## 任务
**a)** 照录百度人脸识别文章中的一段，从“观察这个文件，可以发现主要的”开始，一直到“们就开始爬取我们要的数据吧！”为止。
**b)** 从百度人脸识别文章停下的地方接着往下写。

___ 阅读文本

【Python有趣打卡】python—调用百度人脸识别API计算颜值

最新推荐文章于 2024-08-01 10:33:26 发布

xxjcyh

最新推荐文章于 2024-08-01 10:33:26 发布

阅读量1.4k

点赞数 2

分类专栏： python爬虫文章标签：人脸识别API

本文链接：https://blog.csdn.net/weixin_37888958/article/details/88142324

版权

python爬虫专栏收录该内容

5 篇文章 0 订阅

订阅专栏

python—调用百度人脸识别API计算颜值

今天要跟着罗罗攀（公众号：luoluopan1）学习Python有趣|寻找知乎最美小姐姐

参加了罗罗攀的python打卡，太有意思了，安利给大家，原文：https://mp.weixin.qq.com/s/M64NBbAFglxscPOvuz0r-w
此文章仅为学习文章~~

爬虫网页：https://www.zhihu.com/question/295119062
在这里插入图片描述
爬虫目的：爬取网页小姐姐们的照片，并调用百度人脸识别API进行颜值打分

分析网页

该网页采用了异步加载技术，就是不停的滑呀滑呀，就会出来好多小姐姐们的回答，找到滑动会加载的答案页面
在这里插入图片描述
观察这个网址

我一般都会选取几个网址，一起放在txt里，进行对比

放在一起就会很容易发现，除了offset会有不同，而且每5个一轮，其他都是固定不变的，因此这个url构造起来还是比较容易的，不断的循环offset即可，是不是敲简单~
我们任选一个url，打开看下~
在这里插入图片描述
这是json格式的，这里案例个小公举——“https://www.json.cn”（这里感谢下CYH推荐的哈哈哈哈哈），只要把json格式的内容拷贝到这个网页上就能稍微好看点

观察这个文件，可以发现主要的回答的内容在data的content里，我们还需要一些别的信息，比如知乎用户名（在data的author的name里），最重要的当然是图片啦，可以看到，图片的连接都在content里
在这里插入图片描述
现在我们已经知道这些网址是什么了，也知道我们要的数据在网页返回内容的什么位置了，那我们就开始爬取我们要的数据吧！

爬取网页

import requests
from lxml import etree
import json
import time
import re

headers={'user-agent':'Mozilla/5.0 (Linux; Android 6.0; Nexus 5 Build/MRA58N) AppleWebKit/537.36 (KHTML, like Gecko) Chrome/69.0.3497.100 Mobile Safari/537.36',
        'cookie':'填写你自己的哦'}

def get_img(url):
    res = requests.get(url,headers = headers)
    i = 1
    json_data = json.loads(res.text)
    datas = json_data['data']
    for data in datas:
        Id = data['author']['name']
        content = data['content']
        imgs = re.findall('img src="(.*?)"',content,re.S)

______
___ 所给材料

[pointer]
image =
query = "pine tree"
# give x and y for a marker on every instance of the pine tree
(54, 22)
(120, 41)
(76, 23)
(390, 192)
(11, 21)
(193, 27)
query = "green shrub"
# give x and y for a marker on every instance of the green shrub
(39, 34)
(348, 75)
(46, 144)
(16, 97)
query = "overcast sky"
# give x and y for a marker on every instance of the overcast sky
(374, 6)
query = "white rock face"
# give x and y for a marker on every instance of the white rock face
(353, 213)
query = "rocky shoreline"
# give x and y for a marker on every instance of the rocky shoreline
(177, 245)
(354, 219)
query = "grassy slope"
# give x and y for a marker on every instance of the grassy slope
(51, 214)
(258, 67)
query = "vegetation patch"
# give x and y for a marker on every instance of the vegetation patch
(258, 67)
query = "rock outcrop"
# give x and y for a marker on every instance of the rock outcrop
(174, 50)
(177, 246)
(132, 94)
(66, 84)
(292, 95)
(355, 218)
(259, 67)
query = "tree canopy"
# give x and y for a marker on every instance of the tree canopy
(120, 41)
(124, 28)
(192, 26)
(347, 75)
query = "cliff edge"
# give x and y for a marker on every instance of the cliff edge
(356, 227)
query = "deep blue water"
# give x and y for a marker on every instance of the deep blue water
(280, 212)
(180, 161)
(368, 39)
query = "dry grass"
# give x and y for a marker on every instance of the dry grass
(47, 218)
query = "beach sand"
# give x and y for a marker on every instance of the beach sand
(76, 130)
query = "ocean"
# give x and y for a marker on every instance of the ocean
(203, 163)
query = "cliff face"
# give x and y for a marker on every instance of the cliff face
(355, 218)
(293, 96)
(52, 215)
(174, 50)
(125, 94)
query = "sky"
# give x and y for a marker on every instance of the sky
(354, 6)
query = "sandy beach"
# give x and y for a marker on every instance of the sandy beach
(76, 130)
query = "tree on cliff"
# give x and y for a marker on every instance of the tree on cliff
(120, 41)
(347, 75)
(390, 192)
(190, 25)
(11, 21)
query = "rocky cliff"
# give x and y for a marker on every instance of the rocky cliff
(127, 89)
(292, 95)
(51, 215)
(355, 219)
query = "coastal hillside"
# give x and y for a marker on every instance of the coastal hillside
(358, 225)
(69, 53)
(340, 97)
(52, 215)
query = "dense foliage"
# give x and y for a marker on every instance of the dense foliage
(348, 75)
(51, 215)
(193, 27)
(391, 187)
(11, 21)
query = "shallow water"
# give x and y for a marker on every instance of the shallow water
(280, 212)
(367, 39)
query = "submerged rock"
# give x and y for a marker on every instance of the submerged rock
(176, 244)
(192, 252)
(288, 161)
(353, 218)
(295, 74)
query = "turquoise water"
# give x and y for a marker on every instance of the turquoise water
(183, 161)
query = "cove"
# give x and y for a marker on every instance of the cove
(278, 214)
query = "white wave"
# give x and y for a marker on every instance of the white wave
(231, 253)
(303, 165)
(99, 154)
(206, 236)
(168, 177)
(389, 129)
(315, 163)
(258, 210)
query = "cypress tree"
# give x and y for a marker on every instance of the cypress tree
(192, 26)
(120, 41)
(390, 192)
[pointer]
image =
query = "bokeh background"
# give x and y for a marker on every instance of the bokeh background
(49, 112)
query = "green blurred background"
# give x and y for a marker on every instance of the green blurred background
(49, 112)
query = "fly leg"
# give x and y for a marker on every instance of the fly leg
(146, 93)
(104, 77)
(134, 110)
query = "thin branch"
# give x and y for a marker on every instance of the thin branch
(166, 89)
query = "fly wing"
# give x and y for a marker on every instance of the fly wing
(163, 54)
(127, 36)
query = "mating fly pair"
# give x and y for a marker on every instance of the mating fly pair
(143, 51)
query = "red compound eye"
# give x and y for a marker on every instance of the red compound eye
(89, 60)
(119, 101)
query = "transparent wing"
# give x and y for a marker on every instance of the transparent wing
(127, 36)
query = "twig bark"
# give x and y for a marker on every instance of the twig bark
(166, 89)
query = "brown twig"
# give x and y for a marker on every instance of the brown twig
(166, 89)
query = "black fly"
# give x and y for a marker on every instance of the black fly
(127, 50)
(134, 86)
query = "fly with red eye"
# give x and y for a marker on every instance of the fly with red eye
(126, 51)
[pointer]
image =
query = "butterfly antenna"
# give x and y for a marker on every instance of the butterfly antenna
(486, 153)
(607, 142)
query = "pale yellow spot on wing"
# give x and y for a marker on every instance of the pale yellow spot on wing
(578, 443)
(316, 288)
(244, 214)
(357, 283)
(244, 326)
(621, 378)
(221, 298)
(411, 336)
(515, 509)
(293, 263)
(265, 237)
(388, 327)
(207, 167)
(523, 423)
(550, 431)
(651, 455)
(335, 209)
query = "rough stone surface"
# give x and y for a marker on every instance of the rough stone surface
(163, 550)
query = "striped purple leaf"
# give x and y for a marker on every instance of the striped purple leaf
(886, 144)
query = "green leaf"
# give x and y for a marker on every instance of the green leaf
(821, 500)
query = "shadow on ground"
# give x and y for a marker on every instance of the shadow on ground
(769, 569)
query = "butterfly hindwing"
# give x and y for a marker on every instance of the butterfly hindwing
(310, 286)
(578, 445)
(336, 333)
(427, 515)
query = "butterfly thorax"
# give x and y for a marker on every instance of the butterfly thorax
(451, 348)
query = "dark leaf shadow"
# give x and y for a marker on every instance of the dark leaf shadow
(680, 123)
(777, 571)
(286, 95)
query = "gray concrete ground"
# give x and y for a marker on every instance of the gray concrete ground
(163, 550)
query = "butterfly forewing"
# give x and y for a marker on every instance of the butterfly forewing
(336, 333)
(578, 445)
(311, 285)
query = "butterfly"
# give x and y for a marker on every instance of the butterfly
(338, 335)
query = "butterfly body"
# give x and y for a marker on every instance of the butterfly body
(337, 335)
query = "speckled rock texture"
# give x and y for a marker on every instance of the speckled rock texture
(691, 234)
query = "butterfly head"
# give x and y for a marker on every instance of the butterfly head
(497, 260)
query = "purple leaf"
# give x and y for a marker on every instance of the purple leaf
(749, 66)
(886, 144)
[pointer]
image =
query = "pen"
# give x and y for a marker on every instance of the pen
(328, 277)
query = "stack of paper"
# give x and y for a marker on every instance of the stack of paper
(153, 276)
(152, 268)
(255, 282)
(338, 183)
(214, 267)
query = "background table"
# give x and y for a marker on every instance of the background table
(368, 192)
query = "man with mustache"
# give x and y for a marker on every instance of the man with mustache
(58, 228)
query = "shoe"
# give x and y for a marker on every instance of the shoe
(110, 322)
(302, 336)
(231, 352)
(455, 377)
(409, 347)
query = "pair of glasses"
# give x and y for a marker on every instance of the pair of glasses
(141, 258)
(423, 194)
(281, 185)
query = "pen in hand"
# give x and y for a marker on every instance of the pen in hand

______

## 按序答案
**a)**
观察这个文件，可以发现主要的回答的内容在data的content里，我们还需要一些别的信息，比如知乎用户名（在data的author的name里），最重要的当然是图片啦，可以看到，图片的连接都在content里
在这里插入图片描述
现在我们已经知道这些网址是什么了，也知道我们要的数据在网页返回内容的什么位置了，那我们就开始爬取我们要的数据吧！

**b)**
        if len(imgs) == 0 :   #也有没有po照片的~
            pass
        else:
            for img in imgs:
                if 'jpg' in img:
                    res_img = requests.get(img,headers=headers)
                    fp = open('存放文件的地址'+ Id + '+' + str(i)+'.jpg','wb')
                    fp.write(res_img.content)
                    i = i+1    #有的小姐姐po了很多照片，emmm和表情包
                    print(id,img)

if __name__ =="__main__":
    urls =['https://www.zhihu.com/api/v4/questions/29024583/answers?include=data%5B%2A%5D.is_normal%2Cadmin_closed_comment%2Creward_info%2Cis_collapsed%2Cannotation_action%2Cannotation_detail%2Ccollapse_reason%2Cis_sticky%2Ccollapsed_by%2Csuggest_edit%2Ccomment_count%2Ccan_comment%2Ccontent%2Ceditable_content%2Cvoteup_count%2Creshipment_settings%2Ccomment_permission%2Ccreated_time%2Cupdated_time%2Creview_info%2Crelevant_info%2Cquestion%2Cexcerpt%2Crelationship.is_authorized%2Cis_author%2Cvoting%2Cis_thanked%2Cis_nothelp%2Cis_labeled%3Bdata%5B%2A%5D.mark_infos%5B%2A%5D.url%3Bdata%5B%2A%5D.author.follower_count%2Cbadge%5B%2A%5D.topics&limit=5&offset={}&platform=desktop&sort_by=default'.format(
str(i)) for i in range(0,25000,5)]
    for url in urls:
        get_img(url)
        time.sleep(2)

在这里插入图片描述

人脸识别API

我们已经获得了一堆小姐姐的美美的照片了，偷偷塞了几张好基友的照片哈哈哈哈哈哈哈，算下他们的颜值，但是图片中还有一些男的（不想要），还有各种表情包！介么多照片肯定不能一张一张挑选，可以使用百度的人脸识别API进行图片筛选和打分（最期待打分了）~
接下来就是调用接口的时候了
百度人脸识别：http://ai.baidu.com/tech/face
人脸识别手册：https://ai.baidu.com/docs#/Face-Detect-V3/top
按照文档的要求一步一来就可以了
第一步：创建应用
在这里插入图片描述
创建成功后，会获得API Key和Secret Key，这类似于你的通行证，有了他们你才能调用

第二步：根据人脸识别文档的第一步是通过API Key和Secret Key获取token

import requests

ak = '你自己的ak'
sk = '你自己的sk'
host = 'https://aip.baidubce.com/oauth/2.0/token?grant_type=client_credentials&client_id={}&client_secret={}'.format(ak,sk)
res = requests.post(host)
print(res.text)

在这里插入图片描述
用这个token就可以对API进行请求了
直接上代码（建议对着开发文档写代码）

import base64
import json
import requests

token = '刚刚得到的token
def get_img_base(file):
    with open(file,'rb') as fp:
        content = base64.b64encode(fp.read())
        return content
requests_url = "https://aip.baidubce.com/rest/2.0/face/v3/detect"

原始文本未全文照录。